• _DATA FOR THE TASK_

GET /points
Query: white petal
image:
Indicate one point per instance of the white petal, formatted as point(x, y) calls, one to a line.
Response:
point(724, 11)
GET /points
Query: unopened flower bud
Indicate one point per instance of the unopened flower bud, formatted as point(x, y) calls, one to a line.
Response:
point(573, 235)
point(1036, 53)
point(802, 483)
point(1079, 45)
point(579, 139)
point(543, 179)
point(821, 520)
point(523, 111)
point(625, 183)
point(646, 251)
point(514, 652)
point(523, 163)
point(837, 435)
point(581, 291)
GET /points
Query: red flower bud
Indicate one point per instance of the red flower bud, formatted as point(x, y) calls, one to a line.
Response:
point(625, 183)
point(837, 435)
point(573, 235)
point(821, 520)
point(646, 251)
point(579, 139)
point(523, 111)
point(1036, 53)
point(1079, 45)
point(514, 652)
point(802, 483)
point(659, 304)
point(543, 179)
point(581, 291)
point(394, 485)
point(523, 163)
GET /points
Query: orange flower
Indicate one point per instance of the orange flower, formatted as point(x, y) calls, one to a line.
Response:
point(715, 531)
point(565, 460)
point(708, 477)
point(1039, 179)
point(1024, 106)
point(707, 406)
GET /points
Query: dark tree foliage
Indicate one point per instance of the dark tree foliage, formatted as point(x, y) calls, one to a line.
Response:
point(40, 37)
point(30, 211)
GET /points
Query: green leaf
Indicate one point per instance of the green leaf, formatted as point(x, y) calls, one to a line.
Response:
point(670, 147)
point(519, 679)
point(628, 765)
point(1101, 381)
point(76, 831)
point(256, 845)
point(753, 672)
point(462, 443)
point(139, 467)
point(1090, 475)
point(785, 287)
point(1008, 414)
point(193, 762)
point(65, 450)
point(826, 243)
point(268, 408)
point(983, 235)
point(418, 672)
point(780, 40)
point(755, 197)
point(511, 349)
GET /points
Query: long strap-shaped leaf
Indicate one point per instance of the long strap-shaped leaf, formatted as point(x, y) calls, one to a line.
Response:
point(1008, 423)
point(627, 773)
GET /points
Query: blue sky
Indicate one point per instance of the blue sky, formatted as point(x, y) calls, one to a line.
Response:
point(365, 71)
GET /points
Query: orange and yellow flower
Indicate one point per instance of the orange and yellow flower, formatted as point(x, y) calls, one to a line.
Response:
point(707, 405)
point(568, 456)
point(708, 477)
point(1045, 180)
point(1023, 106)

• _PROBLEM_
Retype all of the items above, line for line, without changing anything.

• _ANSWER TO THE TASK_
GET /points
Query: white petal
image:
Indicate one point per instance of the white petal, formatted as point(x, y) calls, one to a line.
Response:
point(724, 11)
GET /points
Query: unopened flower bud
Indicate one point per instance of the unopened flower bud, formatted as point(x, y) calls, one to a line.
Response:
point(573, 235)
point(1036, 53)
point(802, 483)
point(1079, 45)
point(579, 139)
point(543, 179)
point(821, 520)
point(523, 111)
point(625, 183)
point(646, 251)
point(514, 652)
point(523, 163)
point(837, 435)
point(581, 291)
GET /points
Query: red flower bud
Indicate one point per instance of the red flower bud, formatted as point(x, y) calls, one to a line.
Response:
point(625, 183)
point(837, 435)
point(573, 235)
point(821, 520)
point(646, 251)
point(579, 139)
point(523, 111)
point(1036, 53)
point(1079, 45)
point(514, 652)
point(802, 483)
point(659, 304)
point(543, 179)
point(581, 291)
point(394, 485)
point(523, 163)
GET /points
Query: orange flower
Indicate one point per instance of the orange flower, formatted as point(x, y) calls, one to a line.
Response:
point(715, 531)
point(565, 460)
point(708, 477)
point(1039, 179)
point(1024, 106)
point(707, 406)
GET /points
Query: dark tree foliage
Indicate one point per instance of the dark tree foliage, formatted as point(x, y) calls, one to a line.
Response:
point(40, 37)
point(30, 211)
GET /points
Query: green leaf
Indicate one point per instance of the green leaf, formatted as point(x, y) calls, one to a line.
Response:
point(670, 147)
point(519, 679)
point(628, 765)
point(1101, 381)
point(76, 831)
point(256, 845)
point(753, 672)
point(462, 443)
point(139, 467)
point(1090, 475)
point(785, 287)
point(1008, 414)
point(193, 762)
point(65, 450)
point(826, 243)
point(268, 408)
point(983, 235)
point(418, 672)
point(780, 40)
point(755, 197)
point(511, 349)
GET /points
Query: long strap-shaped leaf
Indicate one point per instance of the long strap-shaped leaf, formatted as point(x, y) calls, one to a line.
Response:
point(1008, 423)
point(627, 773)
GET /points
Query: blue sky
Indicate one point per instance of the blue sky, formatted as point(x, y) calls, one to a line.
Response:
point(365, 71)
GET /points
Query: orange and yellow flower
Indicate one point per instance of the orange and yellow flower, formatted as point(x, y) calls, one to a line.
Response:
point(707, 405)
point(568, 456)
point(708, 477)
point(1045, 180)
point(1023, 106)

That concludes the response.